◆ TASK OBJECTIVE:
Reproduce every line of the material below, from the line that contains "white ceiling in the photo above." through the end of the material, and offset each coordinate in the answers by adding 99. Leave the pictures out.

◆ INPUT MATERIAL:

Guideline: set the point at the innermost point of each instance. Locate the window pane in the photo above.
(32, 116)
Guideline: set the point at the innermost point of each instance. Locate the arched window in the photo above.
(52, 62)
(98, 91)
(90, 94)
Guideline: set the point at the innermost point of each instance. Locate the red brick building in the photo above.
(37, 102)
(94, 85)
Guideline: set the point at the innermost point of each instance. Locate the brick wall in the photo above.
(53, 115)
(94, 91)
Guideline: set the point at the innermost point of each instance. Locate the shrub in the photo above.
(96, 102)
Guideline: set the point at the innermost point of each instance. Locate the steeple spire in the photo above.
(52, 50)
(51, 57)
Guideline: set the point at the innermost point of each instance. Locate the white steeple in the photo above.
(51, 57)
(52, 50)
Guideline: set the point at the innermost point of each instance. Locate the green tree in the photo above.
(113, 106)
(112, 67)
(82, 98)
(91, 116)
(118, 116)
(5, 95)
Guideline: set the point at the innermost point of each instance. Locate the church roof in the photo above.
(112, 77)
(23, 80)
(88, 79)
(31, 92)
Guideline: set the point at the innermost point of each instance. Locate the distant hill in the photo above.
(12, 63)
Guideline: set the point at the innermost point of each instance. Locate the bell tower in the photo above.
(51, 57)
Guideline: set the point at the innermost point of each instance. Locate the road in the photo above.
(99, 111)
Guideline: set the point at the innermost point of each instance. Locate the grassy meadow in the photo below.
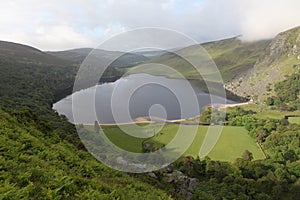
(231, 144)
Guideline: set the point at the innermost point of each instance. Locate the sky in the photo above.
(66, 24)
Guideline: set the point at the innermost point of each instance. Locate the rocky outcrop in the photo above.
(280, 58)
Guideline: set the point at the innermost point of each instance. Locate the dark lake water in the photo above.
(135, 96)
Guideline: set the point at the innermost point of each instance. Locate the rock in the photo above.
(151, 174)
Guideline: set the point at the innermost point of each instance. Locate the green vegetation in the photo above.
(295, 120)
(36, 163)
(231, 145)
(41, 156)
(287, 94)
(231, 56)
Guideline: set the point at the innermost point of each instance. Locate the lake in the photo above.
(136, 96)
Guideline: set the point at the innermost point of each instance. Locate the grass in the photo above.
(265, 112)
(294, 120)
(231, 56)
(231, 144)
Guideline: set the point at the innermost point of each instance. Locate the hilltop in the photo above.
(280, 58)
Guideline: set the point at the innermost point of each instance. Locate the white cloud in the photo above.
(57, 25)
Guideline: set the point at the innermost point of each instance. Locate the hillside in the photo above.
(41, 156)
(232, 57)
(122, 59)
(36, 163)
(280, 58)
(10, 51)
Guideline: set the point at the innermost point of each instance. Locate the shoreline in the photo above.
(147, 119)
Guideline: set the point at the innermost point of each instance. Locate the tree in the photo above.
(247, 155)
(96, 126)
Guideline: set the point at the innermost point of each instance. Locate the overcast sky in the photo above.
(66, 24)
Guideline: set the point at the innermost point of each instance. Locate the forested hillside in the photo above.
(41, 154)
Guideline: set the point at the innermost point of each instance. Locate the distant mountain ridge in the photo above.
(279, 59)
(249, 69)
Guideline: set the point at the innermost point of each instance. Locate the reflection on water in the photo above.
(136, 96)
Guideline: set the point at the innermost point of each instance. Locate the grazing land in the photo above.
(231, 144)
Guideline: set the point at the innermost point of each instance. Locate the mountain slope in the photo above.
(281, 58)
(232, 57)
(123, 59)
(41, 156)
(10, 51)
(36, 164)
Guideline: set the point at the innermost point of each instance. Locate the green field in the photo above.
(295, 120)
(264, 112)
(231, 144)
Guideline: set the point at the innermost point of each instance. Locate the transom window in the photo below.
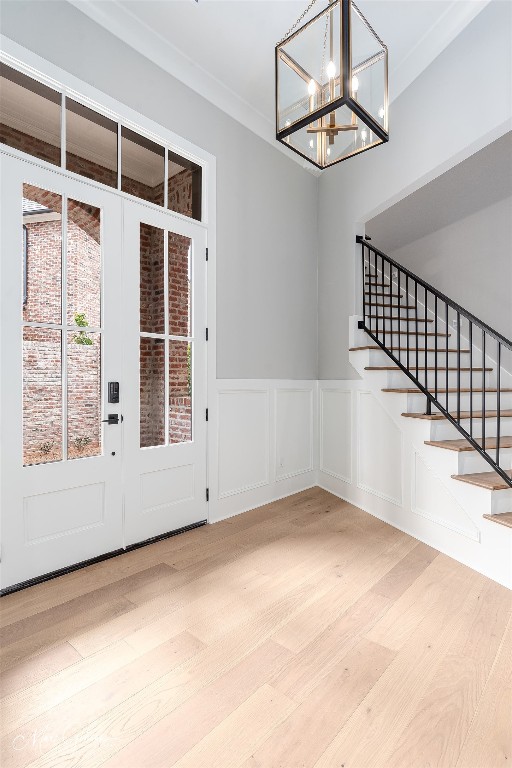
(94, 146)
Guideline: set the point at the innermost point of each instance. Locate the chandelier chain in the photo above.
(294, 27)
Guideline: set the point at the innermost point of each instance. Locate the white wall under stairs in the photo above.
(377, 459)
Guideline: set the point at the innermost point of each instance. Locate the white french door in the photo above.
(164, 372)
(61, 465)
(103, 372)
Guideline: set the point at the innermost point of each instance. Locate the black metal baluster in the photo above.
(364, 285)
(435, 346)
(483, 391)
(458, 367)
(416, 316)
(425, 296)
(407, 326)
(498, 406)
(399, 326)
(446, 367)
(384, 301)
(471, 378)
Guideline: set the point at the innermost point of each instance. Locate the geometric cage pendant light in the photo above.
(332, 86)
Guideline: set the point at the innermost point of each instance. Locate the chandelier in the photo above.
(332, 85)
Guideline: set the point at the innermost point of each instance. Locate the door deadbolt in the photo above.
(113, 418)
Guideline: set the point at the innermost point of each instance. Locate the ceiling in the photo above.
(485, 177)
(224, 49)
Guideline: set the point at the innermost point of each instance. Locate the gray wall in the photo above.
(435, 123)
(456, 233)
(266, 203)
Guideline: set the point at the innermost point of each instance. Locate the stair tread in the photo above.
(416, 391)
(422, 368)
(489, 480)
(463, 415)
(411, 349)
(463, 445)
(411, 333)
(504, 518)
(388, 295)
(393, 306)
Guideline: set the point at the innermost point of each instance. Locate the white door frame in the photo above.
(40, 69)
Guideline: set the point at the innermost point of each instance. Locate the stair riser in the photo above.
(501, 501)
(443, 430)
(381, 358)
(428, 378)
(400, 340)
(416, 402)
(392, 326)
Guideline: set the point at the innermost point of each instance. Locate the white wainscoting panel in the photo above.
(294, 432)
(379, 451)
(336, 433)
(243, 440)
(47, 515)
(254, 426)
(165, 487)
(431, 500)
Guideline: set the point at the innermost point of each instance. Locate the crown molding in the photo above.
(120, 22)
(433, 42)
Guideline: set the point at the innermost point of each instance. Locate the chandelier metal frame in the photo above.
(330, 129)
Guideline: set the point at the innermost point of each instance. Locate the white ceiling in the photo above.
(224, 49)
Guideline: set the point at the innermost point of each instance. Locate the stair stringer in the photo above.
(489, 546)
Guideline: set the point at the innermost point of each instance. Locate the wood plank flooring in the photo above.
(303, 634)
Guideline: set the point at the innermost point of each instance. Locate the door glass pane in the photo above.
(152, 392)
(42, 396)
(84, 394)
(184, 187)
(142, 167)
(83, 265)
(42, 256)
(91, 144)
(180, 275)
(152, 317)
(180, 392)
(29, 115)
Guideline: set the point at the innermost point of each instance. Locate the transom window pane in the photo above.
(184, 187)
(142, 167)
(91, 144)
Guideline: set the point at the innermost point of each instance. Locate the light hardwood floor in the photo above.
(305, 633)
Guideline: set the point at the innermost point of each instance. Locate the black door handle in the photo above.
(113, 418)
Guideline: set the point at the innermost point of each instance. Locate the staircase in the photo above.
(445, 375)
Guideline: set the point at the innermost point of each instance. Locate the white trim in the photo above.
(362, 486)
(474, 535)
(117, 19)
(44, 71)
(343, 391)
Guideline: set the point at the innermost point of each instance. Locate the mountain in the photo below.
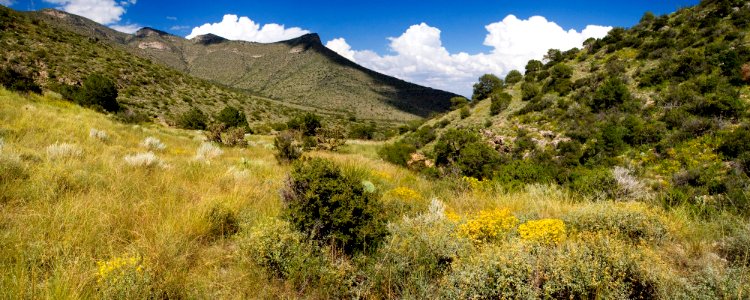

◆ RESPONSE:
Guideline: set the point at the innermost point of each instance. Locate the white ceiling in the photo above.
(323, 148)
Guideline: set the point at the innermost point of each instance. Locate the stair stringer in the photo above.
(588, 645)
Guideline: set the point at the innermost point of each instance. Locate the wood plank flooring in the photo above.
(402, 733)
Guideline: set the point at the innermost point of each instance. Locate the door glass pane in the photo above.
(251, 491)
(141, 495)
(183, 493)
(283, 286)
(241, 266)
(182, 364)
(141, 355)
(190, 243)
(279, 374)
(251, 416)
(279, 491)
(128, 214)
Guideline: set the point at the innermost point of each instance. Locate the transom window pane in the photo above.
(283, 286)
(241, 266)
(190, 243)
Guideline: set the point at the innermost point of each instance. Locate the light hardwood floor in the photo above.
(404, 732)
Guideline: set the point at the innermost point of each instance. Locate the black door handle in the photo above.
(212, 517)
Guideline: set the point at the innermost point of each instance. Locate the staircase in the photo above.
(544, 474)
Guideline: set the point at the innermost point of each instance. Locate the white trim in the photo above.
(461, 585)
(573, 634)
(216, 118)
(143, 170)
(442, 490)
Guideline: set the point at the innermost point of each instance. Locate the mountain in the photo below.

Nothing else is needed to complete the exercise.